Work instruction ▸ From the line containing "could you help me find the truck bed" down to the final line of the entries below, return each line exactly and drop the pictures.

Stored items ▸
=== Begin Enclosure ===

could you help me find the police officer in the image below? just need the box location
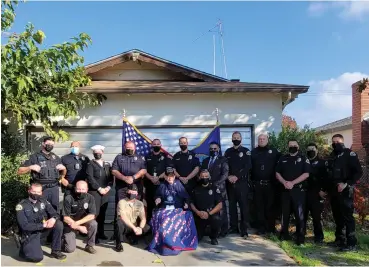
[60,141,90,195]
[144,139,172,222]
[251,133,281,235]
[276,139,310,246]
[326,134,362,251]
[62,180,98,254]
[86,145,113,242]
[17,136,66,211]
[201,141,229,237]
[304,143,327,244]
[16,183,66,262]
[224,131,252,237]
[190,170,223,245]
[173,137,200,193]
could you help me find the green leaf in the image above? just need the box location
[32,30,46,44]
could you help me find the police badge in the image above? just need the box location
[350,152,356,156]
[189,155,192,160]
[216,188,220,194]
[52,155,56,159]
[239,152,243,157]
[84,203,88,209]
[134,157,137,161]
[161,156,164,161]
[33,207,39,212]
[209,190,213,195]
[40,203,45,210]
[268,150,272,154]
[297,158,301,162]
[167,196,174,202]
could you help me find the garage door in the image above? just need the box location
[29,126,253,162]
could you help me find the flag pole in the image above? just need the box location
[215,108,219,125]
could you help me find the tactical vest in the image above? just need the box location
[31,153,60,184]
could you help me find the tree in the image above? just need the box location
[1,1,106,141]
[282,114,297,129]
[357,77,369,94]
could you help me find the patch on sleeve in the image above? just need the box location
[277,149,281,152]
[16,204,23,211]
[216,188,221,194]
[306,159,310,164]
[246,151,251,156]
[350,152,356,156]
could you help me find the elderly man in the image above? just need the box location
[251,133,281,235]
[62,180,98,254]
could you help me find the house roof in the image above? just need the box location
[79,81,309,94]
[314,116,352,132]
[85,49,228,82]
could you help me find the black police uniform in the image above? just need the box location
[86,160,113,238]
[251,146,281,234]
[224,146,252,235]
[16,197,64,262]
[21,151,63,211]
[191,184,222,241]
[201,155,229,235]
[62,192,97,252]
[172,151,200,193]
[304,156,327,242]
[61,153,90,195]
[276,153,311,244]
[144,152,172,222]
[327,148,363,247]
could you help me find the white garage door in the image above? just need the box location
[29,126,253,162]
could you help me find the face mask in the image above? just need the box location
[76,192,86,199]
[126,149,134,156]
[153,146,161,153]
[29,193,41,201]
[209,150,218,157]
[332,143,344,153]
[71,147,79,155]
[44,144,54,152]
[93,153,102,160]
[201,178,210,186]
[180,145,187,151]
[128,193,137,200]
[307,151,316,159]
[289,146,298,154]
[232,140,241,146]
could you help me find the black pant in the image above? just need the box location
[220,199,229,234]
[89,190,109,237]
[20,220,63,262]
[194,214,222,240]
[144,184,158,223]
[281,187,306,244]
[304,189,324,241]
[330,186,357,246]
[42,186,59,212]
[254,182,275,233]
[226,179,248,233]
[115,219,150,244]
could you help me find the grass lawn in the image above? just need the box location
[268,224,369,266]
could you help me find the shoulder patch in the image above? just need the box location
[246,151,251,156]
[277,149,281,152]
[16,204,23,211]
[216,188,221,194]
[350,152,356,156]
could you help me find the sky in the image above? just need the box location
[4,1,369,128]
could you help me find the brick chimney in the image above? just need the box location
[352,81,369,160]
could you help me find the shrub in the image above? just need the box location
[354,184,369,226]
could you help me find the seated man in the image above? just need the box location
[190,169,223,245]
[62,180,98,254]
[147,167,198,256]
[115,184,151,252]
[15,183,66,262]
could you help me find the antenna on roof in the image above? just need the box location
[217,20,228,79]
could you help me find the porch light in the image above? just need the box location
[132,52,140,61]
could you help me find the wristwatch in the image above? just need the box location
[132,175,136,180]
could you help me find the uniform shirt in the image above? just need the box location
[328,148,363,186]
[251,146,281,181]
[16,197,58,233]
[308,157,328,191]
[112,153,147,189]
[62,193,96,221]
[86,160,113,191]
[190,184,222,213]
[21,151,62,184]
[172,151,200,188]
[224,146,252,179]
[155,180,189,209]
[276,153,311,186]
[117,199,145,225]
[145,152,172,188]
[61,153,90,184]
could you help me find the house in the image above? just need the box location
[314,116,353,148]
[26,49,309,161]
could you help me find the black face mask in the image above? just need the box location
[232,140,241,146]
[180,145,187,151]
[75,192,87,199]
[201,178,210,186]
[307,151,316,159]
[93,153,102,160]
[29,193,41,201]
[44,144,54,152]
[128,193,137,200]
[209,151,218,157]
[289,146,298,154]
[332,143,344,153]
[126,149,134,156]
[153,146,161,153]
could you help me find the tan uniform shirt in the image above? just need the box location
[117,198,145,225]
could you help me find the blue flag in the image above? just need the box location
[191,124,221,164]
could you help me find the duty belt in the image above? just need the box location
[254,180,270,185]
[41,182,59,189]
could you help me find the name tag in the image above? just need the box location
[165,205,175,210]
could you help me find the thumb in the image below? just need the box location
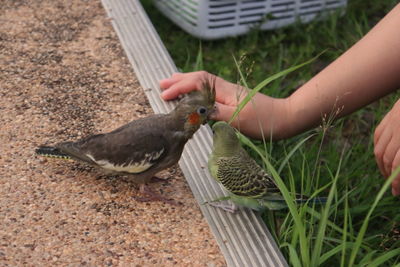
[210,102,236,123]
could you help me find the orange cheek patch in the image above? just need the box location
[188,112,200,125]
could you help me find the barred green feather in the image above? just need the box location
[208,121,326,212]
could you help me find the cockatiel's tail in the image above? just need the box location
[35,80,216,204]
[208,121,326,212]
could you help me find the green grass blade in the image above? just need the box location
[303,208,368,249]
[281,242,302,267]
[229,51,325,124]
[310,149,342,266]
[340,187,349,267]
[239,133,310,266]
[232,55,269,146]
[194,42,203,71]
[367,248,400,267]
[319,243,349,265]
[358,250,378,266]
[348,166,400,266]
[233,55,250,89]
[278,133,317,174]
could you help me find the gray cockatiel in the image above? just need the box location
[207,121,326,212]
[36,80,215,203]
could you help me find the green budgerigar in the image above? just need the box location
[207,121,326,213]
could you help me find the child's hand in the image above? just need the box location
[160,71,216,101]
[160,71,245,122]
[374,99,400,196]
[160,71,290,139]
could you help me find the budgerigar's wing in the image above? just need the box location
[215,149,279,198]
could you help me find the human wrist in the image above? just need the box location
[237,95,294,140]
[268,97,296,140]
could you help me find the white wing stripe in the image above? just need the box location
[86,148,164,174]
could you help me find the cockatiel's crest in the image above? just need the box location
[180,77,216,109]
[174,78,216,132]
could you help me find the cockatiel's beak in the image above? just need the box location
[205,104,217,122]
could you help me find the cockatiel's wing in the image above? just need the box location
[57,116,169,174]
[214,148,279,198]
[36,81,216,204]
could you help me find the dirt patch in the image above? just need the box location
[0,0,224,265]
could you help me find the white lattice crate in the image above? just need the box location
[153,0,347,40]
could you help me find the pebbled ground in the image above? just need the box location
[0,0,225,266]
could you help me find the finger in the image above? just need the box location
[392,174,400,196]
[210,102,236,122]
[374,128,392,177]
[391,150,400,196]
[382,138,394,178]
[160,71,211,100]
[216,81,248,106]
[383,135,400,177]
[161,78,205,100]
[159,72,184,89]
[374,115,388,145]
[374,109,390,146]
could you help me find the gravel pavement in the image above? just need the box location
[0,1,224,265]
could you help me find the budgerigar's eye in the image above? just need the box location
[197,106,207,115]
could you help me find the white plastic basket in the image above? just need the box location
[153,0,347,40]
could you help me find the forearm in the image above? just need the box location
[232,93,289,139]
[284,4,400,137]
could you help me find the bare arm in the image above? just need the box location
[160,4,400,196]
[284,3,400,137]
[161,4,400,140]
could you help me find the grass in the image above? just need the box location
[142,0,400,266]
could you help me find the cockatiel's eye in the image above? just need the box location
[197,106,207,115]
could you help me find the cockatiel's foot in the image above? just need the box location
[134,184,178,205]
[207,202,238,213]
[149,176,171,183]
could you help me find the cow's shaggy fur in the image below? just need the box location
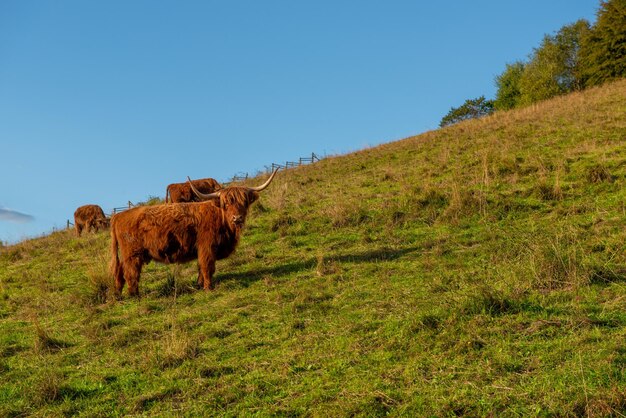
[165,178,221,203]
[110,187,259,297]
[74,204,109,236]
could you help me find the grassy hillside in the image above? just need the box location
[1,79,626,416]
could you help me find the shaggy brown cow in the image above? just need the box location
[165,177,222,203]
[110,169,279,296]
[74,204,109,236]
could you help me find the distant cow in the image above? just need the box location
[165,178,222,203]
[74,204,109,236]
[110,169,279,297]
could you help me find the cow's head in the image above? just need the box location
[188,169,278,230]
[98,217,111,229]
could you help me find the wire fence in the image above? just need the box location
[67,152,323,229]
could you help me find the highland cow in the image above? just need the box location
[165,177,222,203]
[110,169,278,296]
[74,204,109,236]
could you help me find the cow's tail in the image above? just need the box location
[109,221,121,281]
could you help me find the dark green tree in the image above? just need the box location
[518,19,590,105]
[494,61,525,110]
[579,0,626,87]
[439,96,494,128]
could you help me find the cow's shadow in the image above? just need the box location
[216,245,420,288]
[216,259,314,288]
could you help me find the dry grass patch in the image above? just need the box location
[29,369,64,406]
[527,232,588,291]
[327,199,370,228]
[586,164,614,184]
[154,327,200,368]
[84,255,116,305]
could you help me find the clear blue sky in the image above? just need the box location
[0,1,599,244]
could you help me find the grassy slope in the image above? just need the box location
[1,80,626,416]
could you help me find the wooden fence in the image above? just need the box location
[231,152,322,183]
[231,173,249,182]
[111,201,134,216]
[270,152,321,172]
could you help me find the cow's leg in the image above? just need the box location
[198,250,216,290]
[196,268,203,288]
[204,259,216,290]
[195,264,214,288]
[124,257,143,297]
[75,224,82,236]
[114,265,126,297]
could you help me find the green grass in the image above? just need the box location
[2,80,626,416]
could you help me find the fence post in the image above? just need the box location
[67,220,70,229]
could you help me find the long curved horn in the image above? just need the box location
[187,176,220,200]
[248,168,279,192]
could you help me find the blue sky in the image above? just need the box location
[0,1,599,244]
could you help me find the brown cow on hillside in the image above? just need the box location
[74,204,110,236]
[110,169,279,297]
[165,177,222,203]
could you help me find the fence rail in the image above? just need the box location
[111,201,134,215]
[270,163,285,171]
[231,173,249,182]
[67,152,322,229]
[235,152,322,184]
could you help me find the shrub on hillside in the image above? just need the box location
[439,96,494,128]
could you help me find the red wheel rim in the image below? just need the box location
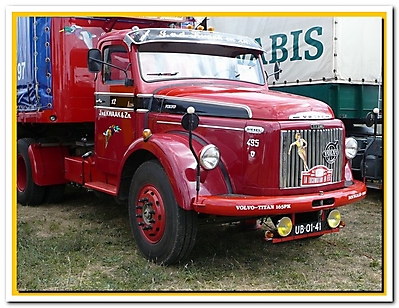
[135,184,166,243]
[17,154,27,192]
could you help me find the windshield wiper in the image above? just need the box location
[147,72,179,76]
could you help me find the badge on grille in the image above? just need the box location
[301,165,333,186]
[323,141,339,164]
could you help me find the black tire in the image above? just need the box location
[128,160,198,265]
[17,138,46,206]
[44,184,66,204]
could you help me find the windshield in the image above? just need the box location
[138,51,265,84]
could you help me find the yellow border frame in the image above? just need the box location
[10,8,391,301]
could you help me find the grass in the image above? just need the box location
[15,186,385,297]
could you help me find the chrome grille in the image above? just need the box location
[280,128,343,188]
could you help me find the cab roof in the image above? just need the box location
[124,28,265,52]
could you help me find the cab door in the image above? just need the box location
[94,42,136,175]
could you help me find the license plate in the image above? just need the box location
[293,221,322,235]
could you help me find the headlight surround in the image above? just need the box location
[276,217,293,237]
[327,209,341,228]
[345,137,358,159]
[199,144,220,170]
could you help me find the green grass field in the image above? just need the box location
[16,186,384,296]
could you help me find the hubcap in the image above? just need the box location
[136,185,166,243]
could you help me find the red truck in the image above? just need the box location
[17,16,367,265]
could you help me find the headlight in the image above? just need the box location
[345,137,358,159]
[327,210,341,228]
[199,144,220,170]
[276,217,292,237]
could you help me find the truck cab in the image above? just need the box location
[85,27,366,263]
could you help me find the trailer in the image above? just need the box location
[205,16,383,190]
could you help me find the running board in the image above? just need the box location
[85,181,117,196]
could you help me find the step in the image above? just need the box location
[85,181,117,195]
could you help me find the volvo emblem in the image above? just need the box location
[322,141,339,164]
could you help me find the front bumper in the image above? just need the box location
[192,179,367,217]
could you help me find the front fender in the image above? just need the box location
[121,132,230,210]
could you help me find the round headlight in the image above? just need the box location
[327,209,341,228]
[276,217,292,237]
[199,144,220,170]
[345,137,358,159]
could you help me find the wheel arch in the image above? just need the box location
[117,149,157,203]
[118,132,230,210]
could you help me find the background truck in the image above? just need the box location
[16,16,367,265]
[205,16,383,190]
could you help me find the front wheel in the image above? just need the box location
[128,160,197,265]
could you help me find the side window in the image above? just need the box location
[103,45,131,83]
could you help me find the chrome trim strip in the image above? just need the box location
[289,111,332,120]
[136,93,154,98]
[157,121,244,131]
[94,92,134,97]
[94,92,153,99]
[94,106,134,111]
[200,124,244,131]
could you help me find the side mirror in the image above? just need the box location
[273,62,281,81]
[365,107,380,127]
[181,106,201,199]
[365,112,375,127]
[181,107,199,132]
[87,48,102,73]
[266,62,282,81]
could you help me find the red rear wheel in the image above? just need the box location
[17,138,45,206]
[17,153,27,193]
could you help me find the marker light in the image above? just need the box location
[327,210,341,228]
[264,230,274,239]
[276,217,292,237]
[199,144,220,170]
[142,128,152,141]
[345,137,358,159]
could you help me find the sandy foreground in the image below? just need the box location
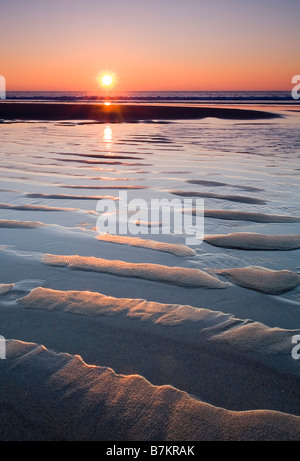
[0,104,299,441]
[0,339,299,441]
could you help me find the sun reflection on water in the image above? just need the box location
[103,125,113,151]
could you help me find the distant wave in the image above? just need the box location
[5,91,298,103]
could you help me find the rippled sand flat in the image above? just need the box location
[0,106,299,441]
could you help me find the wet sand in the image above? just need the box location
[0,104,299,441]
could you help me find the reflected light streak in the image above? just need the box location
[103,125,113,151]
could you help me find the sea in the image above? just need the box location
[4,90,299,104]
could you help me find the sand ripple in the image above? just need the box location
[171,190,266,204]
[96,234,195,257]
[41,254,228,288]
[26,193,119,201]
[208,266,300,294]
[0,283,14,295]
[186,179,263,192]
[0,219,44,229]
[0,202,82,212]
[18,287,299,377]
[202,209,300,223]
[1,339,299,440]
[61,185,148,190]
[204,232,300,250]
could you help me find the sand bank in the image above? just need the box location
[0,102,280,122]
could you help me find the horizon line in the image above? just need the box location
[5,88,293,93]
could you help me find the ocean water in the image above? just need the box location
[5,90,299,104]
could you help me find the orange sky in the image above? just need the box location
[1,0,299,91]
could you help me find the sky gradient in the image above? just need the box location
[1,0,299,91]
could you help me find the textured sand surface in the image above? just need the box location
[0,219,44,229]
[18,287,299,377]
[204,233,300,250]
[0,284,14,295]
[202,209,300,223]
[26,193,119,200]
[0,202,82,212]
[0,339,299,441]
[171,190,266,205]
[96,234,196,257]
[0,106,299,441]
[42,254,227,288]
[208,266,300,294]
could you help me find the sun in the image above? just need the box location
[102,74,113,87]
[98,72,116,88]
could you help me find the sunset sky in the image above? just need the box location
[1,0,299,92]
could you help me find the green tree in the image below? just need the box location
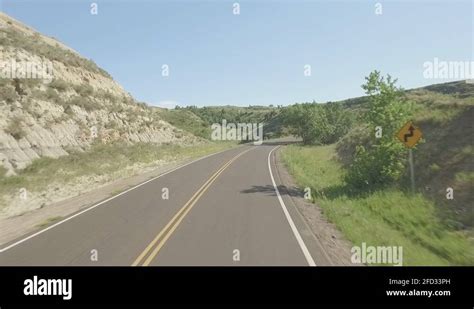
[281,102,352,145]
[345,71,414,192]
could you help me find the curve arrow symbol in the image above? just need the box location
[404,125,415,142]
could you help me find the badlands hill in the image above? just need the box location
[0,12,198,177]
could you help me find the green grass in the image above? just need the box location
[156,109,211,139]
[281,144,474,265]
[408,87,474,125]
[0,141,237,205]
[455,171,474,183]
[414,106,463,125]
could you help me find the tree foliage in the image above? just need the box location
[281,102,352,145]
[345,71,414,192]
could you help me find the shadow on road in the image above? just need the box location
[260,140,300,146]
[241,137,301,146]
[240,184,303,198]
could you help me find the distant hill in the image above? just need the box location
[422,80,474,98]
[161,105,284,140]
[153,107,211,139]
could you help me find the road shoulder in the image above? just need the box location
[274,146,356,266]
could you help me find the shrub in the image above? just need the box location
[345,142,406,192]
[0,84,19,103]
[68,96,97,111]
[45,88,61,101]
[19,78,42,89]
[50,79,69,92]
[5,116,26,140]
[96,89,116,102]
[105,120,120,130]
[73,83,94,96]
[32,88,65,106]
[345,71,413,192]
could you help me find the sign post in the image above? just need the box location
[396,121,423,193]
[408,148,415,193]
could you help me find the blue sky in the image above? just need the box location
[1,0,472,107]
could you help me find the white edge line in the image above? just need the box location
[267,146,316,267]
[0,145,240,253]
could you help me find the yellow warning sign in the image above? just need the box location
[396,121,422,148]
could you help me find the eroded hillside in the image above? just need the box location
[0,12,198,177]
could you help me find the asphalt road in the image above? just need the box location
[0,143,331,266]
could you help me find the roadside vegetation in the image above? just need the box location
[281,101,353,145]
[0,141,237,210]
[282,144,474,265]
[280,71,474,265]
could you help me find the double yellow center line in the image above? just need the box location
[132,147,253,266]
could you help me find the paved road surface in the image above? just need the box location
[0,143,331,266]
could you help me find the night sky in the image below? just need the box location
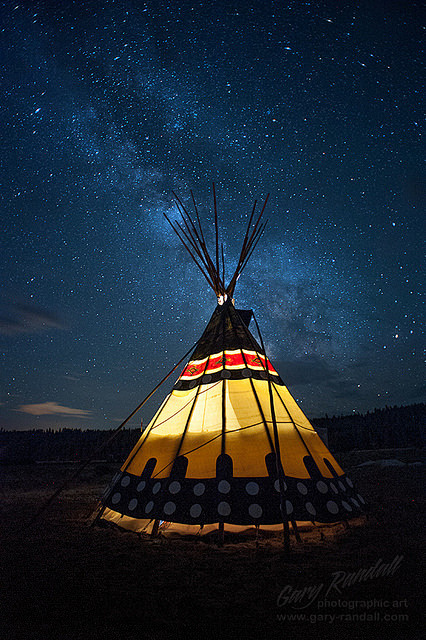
[1,0,424,431]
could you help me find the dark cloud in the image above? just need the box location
[325,379,361,400]
[255,277,341,360]
[275,354,338,386]
[0,303,66,335]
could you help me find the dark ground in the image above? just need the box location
[1,449,424,640]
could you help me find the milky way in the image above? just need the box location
[1,1,424,429]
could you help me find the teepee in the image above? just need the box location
[97,188,365,546]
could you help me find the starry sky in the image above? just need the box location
[1,0,424,431]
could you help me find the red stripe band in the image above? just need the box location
[180,350,278,379]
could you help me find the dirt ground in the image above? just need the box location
[1,449,424,640]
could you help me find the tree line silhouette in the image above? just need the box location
[315,403,424,451]
[0,403,424,464]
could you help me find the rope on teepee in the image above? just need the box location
[251,311,292,553]
[30,339,200,524]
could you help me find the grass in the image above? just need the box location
[0,449,424,640]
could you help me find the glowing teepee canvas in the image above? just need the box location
[98,188,365,542]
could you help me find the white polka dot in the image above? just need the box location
[137,480,146,492]
[285,500,293,515]
[316,481,328,494]
[193,482,205,496]
[245,482,259,495]
[330,482,338,494]
[338,481,346,492]
[274,479,287,492]
[218,480,231,494]
[351,498,360,508]
[357,494,365,504]
[145,501,154,513]
[346,477,354,488]
[111,492,121,504]
[305,502,316,516]
[326,500,339,514]
[190,504,202,518]
[163,501,176,515]
[128,498,138,511]
[152,482,161,494]
[342,501,352,511]
[121,476,130,487]
[217,501,231,516]
[168,481,181,494]
[297,482,308,495]
[249,503,262,518]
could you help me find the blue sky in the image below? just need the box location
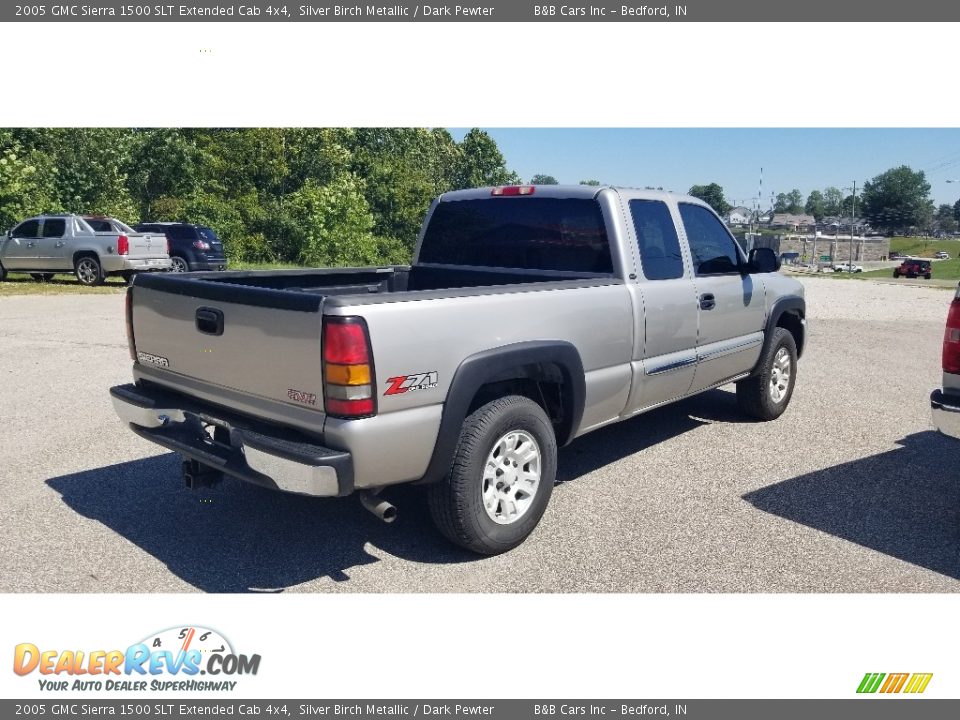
[450,129,960,209]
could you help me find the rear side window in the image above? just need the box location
[198,227,219,243]
[12,220,40,237]
[86,219,113,232]
[629,200,684,280]
[42,219,66,238]
[419,198,613,274]
[678,203,743,276]
[168,226,198,241]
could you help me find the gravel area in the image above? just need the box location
[1,278,957,593]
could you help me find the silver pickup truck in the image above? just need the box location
[111,185,806,554]
[0,214,172,285]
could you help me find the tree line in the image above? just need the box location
[682,167,960,235]
[0,128,519,265]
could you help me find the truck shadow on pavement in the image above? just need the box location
[45,389,739,593]
[743,431,960,581]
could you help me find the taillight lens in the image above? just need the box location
[125,287,136,361]
[943,290,960,374]
[193,240,211,251]
[117,234,129,255]
[323,317,375,418]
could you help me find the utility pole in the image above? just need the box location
[849,180,857,272]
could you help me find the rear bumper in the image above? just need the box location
[930,389,960,441]
[189,259,228,271]
[110,383,353,497]
[104,257,173,273]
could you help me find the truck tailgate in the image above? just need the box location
[131,284,326,413]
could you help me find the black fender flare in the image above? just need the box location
[753,295,806,375]
[419,341,586,485]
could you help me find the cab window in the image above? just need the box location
[629,199,684,280]
[12,220,40,238]
[41,219,66,238]
[678,203,743,276]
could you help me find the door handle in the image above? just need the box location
[699,293,716,310]
[26,241,35,248]
[55,242,65,248]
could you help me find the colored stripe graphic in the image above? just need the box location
[880,673,909,693]
[857,673,885,693]
[857,672,932,694]
[904,673,933,694]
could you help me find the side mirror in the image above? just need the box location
[748,247,780,273]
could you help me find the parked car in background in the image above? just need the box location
[893,258,932,279]
[0,214,171,286]
[833,262,863,273]
[935,251,950,260]
[889,252,904,260]
[931,284,960,441]
[133,223,228,272]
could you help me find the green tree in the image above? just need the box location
[454,129,519,189]
[953,197,960,224]
[0,130,52,230]
[579,179,601,186]
[287,174,380,267]
[823,186,844,217]
[786,189,803,214]
[860,165,934,234]
[127,129,200,219]
[689,183,731,215]
[934,204,957,233]
[805,190,825,220]
[530,174,558,185]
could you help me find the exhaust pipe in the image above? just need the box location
[359,491,397,523]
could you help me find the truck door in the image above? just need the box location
[3,218,41,269]
[624,198,699,410]
[677,202,765,393]
[36,217,67,270]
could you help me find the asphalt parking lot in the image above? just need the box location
[1,277,959,593]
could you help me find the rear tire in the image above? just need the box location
[169,256,189,273]
[74,255,105,286]
[925,274,931,280]
[428,395,557,555]
[736,327,798,421]
[893,271,899,278]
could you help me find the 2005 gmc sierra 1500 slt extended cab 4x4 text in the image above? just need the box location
[110,184,806,554]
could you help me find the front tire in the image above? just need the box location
[428,395,557,555]
[736,327,798,421]
[30,273,54,282]
[0,262,6,281]
[925,274,931,280]
[74,255,105,286]
[893,271,900,278]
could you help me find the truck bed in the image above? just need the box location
[133,263,612,306]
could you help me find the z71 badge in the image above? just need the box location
[384,371,439,396]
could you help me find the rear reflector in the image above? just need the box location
[125,287,136,361]
[943,297,960,374]
[491,185,535,196]
[323,317,376,418]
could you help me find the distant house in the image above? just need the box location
[769,213,816,231]
[727,206,751,226]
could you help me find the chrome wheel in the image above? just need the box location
[170,257,189,272]
[75,258,100,285]
[482,430,541,525]
[769,347,791,403]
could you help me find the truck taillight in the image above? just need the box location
[323,317,376,418]
[125,287,136,361]
[943,291,960,374]
[491,185,535,196]
[117,234,129,255]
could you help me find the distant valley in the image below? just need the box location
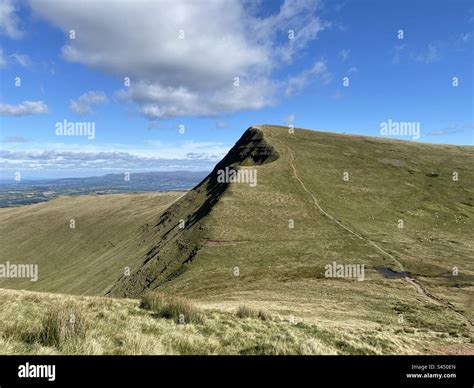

=== End Enclosure ===

Solution for this task ▸
could you help me find the truck bed in the image above? just need the box location
[133,263,612,306]
could you help me find the z71 badge in the image above? just need the box location
[384,371,439,396]
could you help me find the rear reflector in the image above? just need the box location
[125,287,136,361]
[943,297,960,374]
[491,185,535,196]
[323,317,376,418]
could you help me find the distant house in the image above? just need the box location
[769,213,816,231]
[727,206,751,226]
could you help me find the chrome wheel in the image above? just need the box location
[170,257,189,272]
[75,258,100,285]
[482,430,541,525]
[769,347,791,403]
could you help me find the truck taillight in the image above? just need the box location
[323,317,376,418]
[125,287,136,361]
[943,291,960,374]
[491,185,535,196]
[117,234,129,255]
could you help me find the distant valley in the image below? just need the box location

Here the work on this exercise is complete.